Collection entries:
════════
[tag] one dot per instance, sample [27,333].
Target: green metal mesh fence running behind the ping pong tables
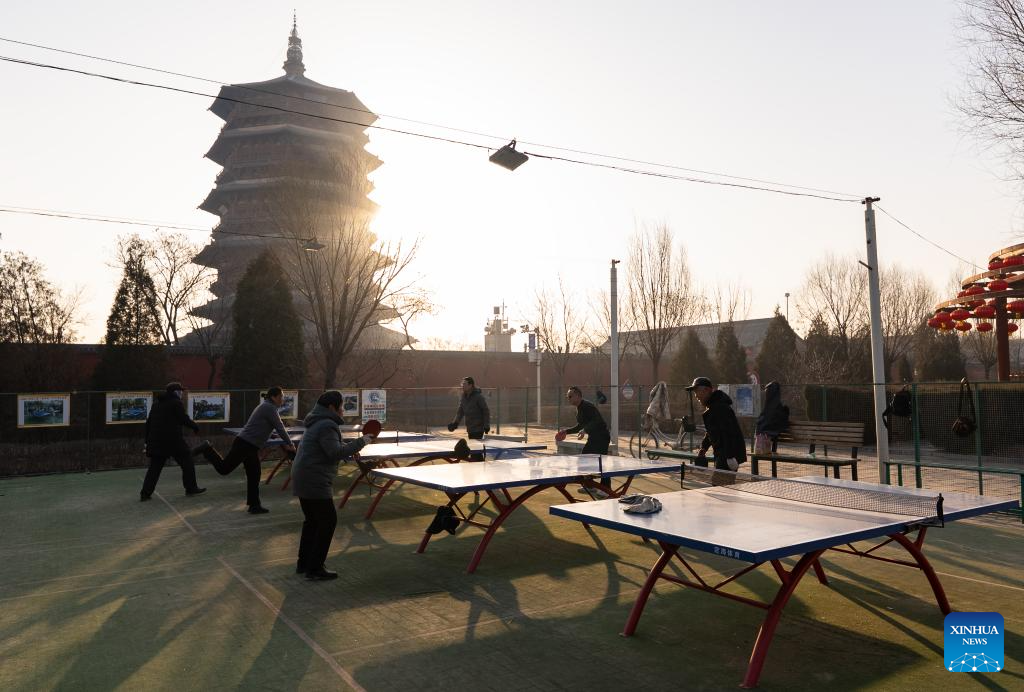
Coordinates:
[89,443]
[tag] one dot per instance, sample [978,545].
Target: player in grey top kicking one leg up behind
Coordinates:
[245,449]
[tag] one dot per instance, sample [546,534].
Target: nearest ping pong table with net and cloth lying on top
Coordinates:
[764,522]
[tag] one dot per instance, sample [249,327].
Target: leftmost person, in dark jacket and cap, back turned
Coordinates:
[164,441]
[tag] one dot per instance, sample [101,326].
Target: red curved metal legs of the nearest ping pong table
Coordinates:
[790,580]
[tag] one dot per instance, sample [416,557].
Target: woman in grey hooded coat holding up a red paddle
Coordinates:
[314,471]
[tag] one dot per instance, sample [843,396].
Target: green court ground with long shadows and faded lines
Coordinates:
[101,592]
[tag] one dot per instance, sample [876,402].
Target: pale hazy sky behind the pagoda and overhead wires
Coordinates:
[843,97]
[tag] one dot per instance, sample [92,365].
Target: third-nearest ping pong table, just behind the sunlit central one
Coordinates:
[428,452]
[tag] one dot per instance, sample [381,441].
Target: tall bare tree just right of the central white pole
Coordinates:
[663,296]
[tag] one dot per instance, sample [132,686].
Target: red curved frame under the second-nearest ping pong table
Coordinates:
[505,505]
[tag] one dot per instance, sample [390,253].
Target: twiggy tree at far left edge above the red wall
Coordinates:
[32,310]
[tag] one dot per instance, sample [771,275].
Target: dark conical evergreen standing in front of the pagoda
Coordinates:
[267,341]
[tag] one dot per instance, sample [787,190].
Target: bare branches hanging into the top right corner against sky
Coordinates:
[993,103]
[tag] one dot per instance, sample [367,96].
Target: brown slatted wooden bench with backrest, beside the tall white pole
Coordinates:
[817,435]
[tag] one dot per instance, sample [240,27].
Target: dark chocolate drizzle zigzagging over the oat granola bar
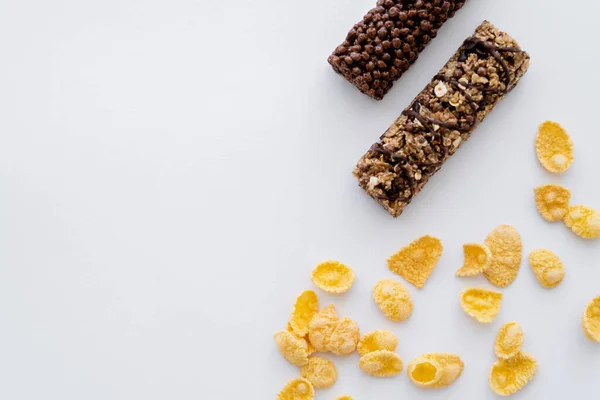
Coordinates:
[402,164]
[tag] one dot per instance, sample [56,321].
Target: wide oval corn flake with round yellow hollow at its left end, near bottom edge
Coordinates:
[435,370]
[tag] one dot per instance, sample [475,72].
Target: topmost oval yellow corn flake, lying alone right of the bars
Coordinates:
[554,147]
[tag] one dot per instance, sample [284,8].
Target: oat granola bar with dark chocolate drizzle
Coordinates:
[485,68]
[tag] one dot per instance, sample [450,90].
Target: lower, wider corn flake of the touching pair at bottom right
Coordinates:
[509,376]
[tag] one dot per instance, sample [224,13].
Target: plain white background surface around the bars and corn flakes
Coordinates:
[171,172]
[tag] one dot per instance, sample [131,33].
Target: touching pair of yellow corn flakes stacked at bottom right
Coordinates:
[513,369]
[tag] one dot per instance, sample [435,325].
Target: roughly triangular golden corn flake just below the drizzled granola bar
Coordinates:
[416,261]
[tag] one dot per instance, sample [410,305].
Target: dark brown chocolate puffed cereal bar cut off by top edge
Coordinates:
[381,47]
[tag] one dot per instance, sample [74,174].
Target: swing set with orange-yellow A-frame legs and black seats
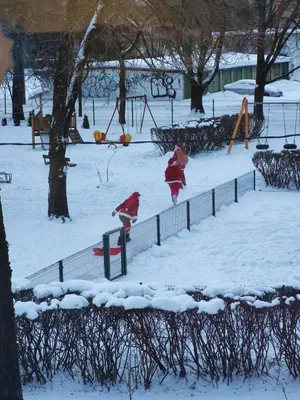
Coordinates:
[264,145]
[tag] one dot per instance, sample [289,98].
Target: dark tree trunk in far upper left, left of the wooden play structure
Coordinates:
[18,90]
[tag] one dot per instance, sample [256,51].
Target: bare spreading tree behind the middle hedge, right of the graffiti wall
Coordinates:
[194,32]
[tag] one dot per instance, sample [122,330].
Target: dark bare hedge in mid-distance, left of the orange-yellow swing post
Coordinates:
[207,134]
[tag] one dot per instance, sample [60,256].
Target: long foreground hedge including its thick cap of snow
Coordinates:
[96,331]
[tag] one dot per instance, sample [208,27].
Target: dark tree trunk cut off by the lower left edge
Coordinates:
[10,381]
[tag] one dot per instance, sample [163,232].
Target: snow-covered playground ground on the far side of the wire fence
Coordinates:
[36,243]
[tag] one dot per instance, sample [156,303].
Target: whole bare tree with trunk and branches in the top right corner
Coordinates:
[276,21]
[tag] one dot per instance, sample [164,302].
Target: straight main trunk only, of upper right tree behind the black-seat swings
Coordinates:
[260,67]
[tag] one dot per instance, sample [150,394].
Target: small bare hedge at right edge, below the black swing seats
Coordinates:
[281,170]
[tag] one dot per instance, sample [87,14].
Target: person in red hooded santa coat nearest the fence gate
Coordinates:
[128,212]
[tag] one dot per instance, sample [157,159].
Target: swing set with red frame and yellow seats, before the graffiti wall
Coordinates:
[133,114]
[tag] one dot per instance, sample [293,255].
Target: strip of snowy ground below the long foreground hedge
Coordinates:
[279,388]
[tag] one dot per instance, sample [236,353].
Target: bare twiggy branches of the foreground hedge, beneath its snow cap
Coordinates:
[111,345]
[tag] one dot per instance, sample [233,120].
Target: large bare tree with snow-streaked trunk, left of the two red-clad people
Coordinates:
[67,83]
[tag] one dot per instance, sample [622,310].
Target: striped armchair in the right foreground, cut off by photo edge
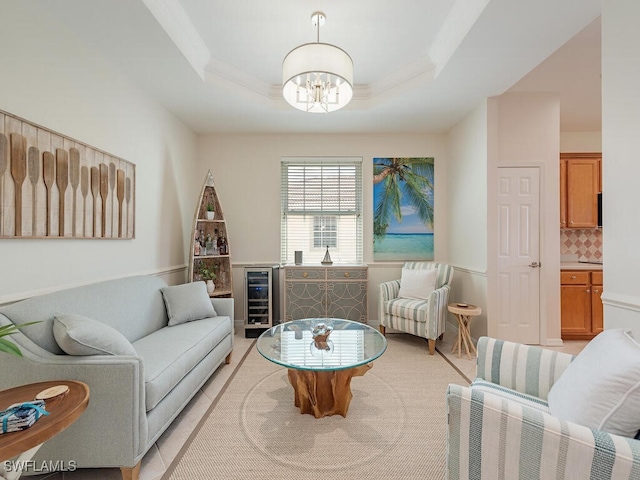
════════
TASK TO CARRY OUT =>
Retype the data word for word and keep the pictures out of it.

EXPECTED ANSWER =>
[tag] one dot per instance, sample [27,333].
Target: green metal mesh fence running behind the ping pong tables
Coordinates:
[89,443]
[tag] one dot per instance, sample [978,545].
Target: player in grey top kicking one leg up behind
Coordinates:
[245,449]
[tag] one dot per instance, sample [546,534].
Target: nearest ping pong table with net and cloth lying on top
Coordinates:
[764,522]
[tag] one dot per instance, sample [249,327].
Target: leftmost person, in dark jacket and cap, back turned
Coordinates:
[164,441]
[tag] one dot per instance, sample [101,326].
Target: red curved metal legs of the nearest ping pong table
Coordinates:
[790,580]
[tag] one dot per instance, sample [416,557].
Target: woman in grey hooded coat holding up a red paddle
Coordinates:
[314,471]
[tag] one dot per instance, sample [843,396].
Target: green court ground with long shadows and faded lines
Coordinates:
[101,592]
[tag] one dot per instance, sample [876,402].
Target: pale hazy sky behind the pagoda and overhead wires
Coordinates:
[843,97]
[tag] one dot per instance, sample [92,365].
Target: third-nearest ping pong table, just behind the sunlit central one
Coordinates:
[428,452]
[tag] one dot per instance, sample [381,441].
Target: tall bare tree just right of the central white pole
Coordinates:
[663,296]
[tag] one dot per instance, sample [132,686].
Target: red curved frame under the second-nearest ping pong table
Coordinates:
[505,505]
[tag] one dot per instance, sample [390,253].
Target: twiggy tree at far left edge above the red wall
Coordinates:
[32,310]
[tag] one dot per instance, sample [771,275].
Target: dark conical evergreen standing in front of the pagoda
Coordinates:
[267,341]
[tag] one dot per instance, sample [787,190].
Target: bare branches hanging into the top right corner against sky
Coordinates:
[993,103]
[tag] one dot per instance, sample [367,96].
Target: brown slatted wooden bench with backrest, beside the tall white pole
Coordinates:
[817,435]
[tag] one dot per instance, sample [240,27].
Target: dark chocolate drizzle zigzagging over the oat granola bar
Coordinates:
[402,164]
[tag] one dot per instance, sample [56,321].
Target: wide oval corn flake with round yellow hollow at its left end, near bottom edge
Coordinates:
[435,370]
[tag] one dot per instance, sample [475,72].
Target: topmost oval yellow corn flake, lying alone right of the bars
Coordinates:
[554,147]
[tag] one dot per instance, sample [284,8].
Target: oat granola bar with dark chocolate drizzle
Coordinates:
[485,68]
[tag] one dot per instance, sample [450,90].
Target: lower, wider corn flake of the touching pair at bottom right
Coordinates:
[509,376]
[tag] one dot per instance, sample [224,13].
Target: plain white background surface around the bars and corn flakes
Coordinates:
[171,172]
[tag] one dot per instance, sample [131,33].
Target: touching pair of yellow corn flakes stacked at bottom right
Coordinates:
[513,369]
[tag] one dot per instance, sample [435,325].
Target: roughly triangular golden corn flake just below the drizzled granola bar
Coordinates:
[416,261]
[tag] one dot per instance, sample [410,305].
Target: dark brown chocolate puffed cereal bar cut off by top edge
Coordinates:
[381,47]
[tag] one dot per instance, sample [74,174].
Target: swing set with orange-yellow A-frame legs and black seats
Coordinates:
[264,145]
[tag] one dot per instance, sample [289,98].
Target: dark tree trunk in far upper left, left of the wooden play structure
Coordinates:
[18,90]
[tag] one dot per instance, sample [256,51].
Target: bare spreading tree behind the middle hedge, right of the graffiti wall
Coordinates:
[194,32]
[tag] one dot per instance, sample [122,330].
Target: dark bare hedge in mid-distance, left of the orange-yellow swing post
Coordinates:
[207,134]
[tag] one dot per instance, sample [60,256].
Target: long foreground hedge including its thick cap of snow
Coordinates:
[96,331]
[tag] one dot per instance, sample [208,27].
Target: dark tree trunk cut off by the lower left edge
Coordinates:
[10,381]
[tag] one dot per instance, sample [163,232].
Target: snow-covered playground ground on the far side of the wire fence
Coordinates:
[36,243]
[tag] one dot per instance, sample [156,303].
Target: whole bare tree with trunk and branches in the top right corner
Coordinates:
[276,21]
[tag] one dot per instance, sample [164,302].
Target: straight main trunk only, of upper right tree behind the black-seat swings
Coordinates:
[260,67]
[tag] one dot per instance, sample [150,394].
Target: small bare hedge at right edge, below the black swing seats
Coordinates:
[281,170]
[tag] one dot per instance, sample [87,14].
Target: person in red hooded santa coat nearest the fence gate
Coordinates:
[128,212]
[tag] one dot per instance, sample [157,159].
Target: swing set with red frame and yellow seats, before the graffiti wall
Coordinates:
[133,114]
[tag] one dot per instance, sample [293,255].
Target: strip of snowy ground below the long foreground hedge
Coordinates:
[279,388]
[tag] one dot per instance, sample [236,353].
Target: bare twiggy branches of the foreground hedge, beneath its snow cap
Coordinates:
[111,345]
[tag] one dot per instance, sample [233,120].
Target: large bare tree with snow-streaked trunk, left of the two red-clad people
Coordinates:
[67,83]
[tag] one dot per instance, sample [622,310].
Target: striped armchair in the right foreground, cut off by photo edge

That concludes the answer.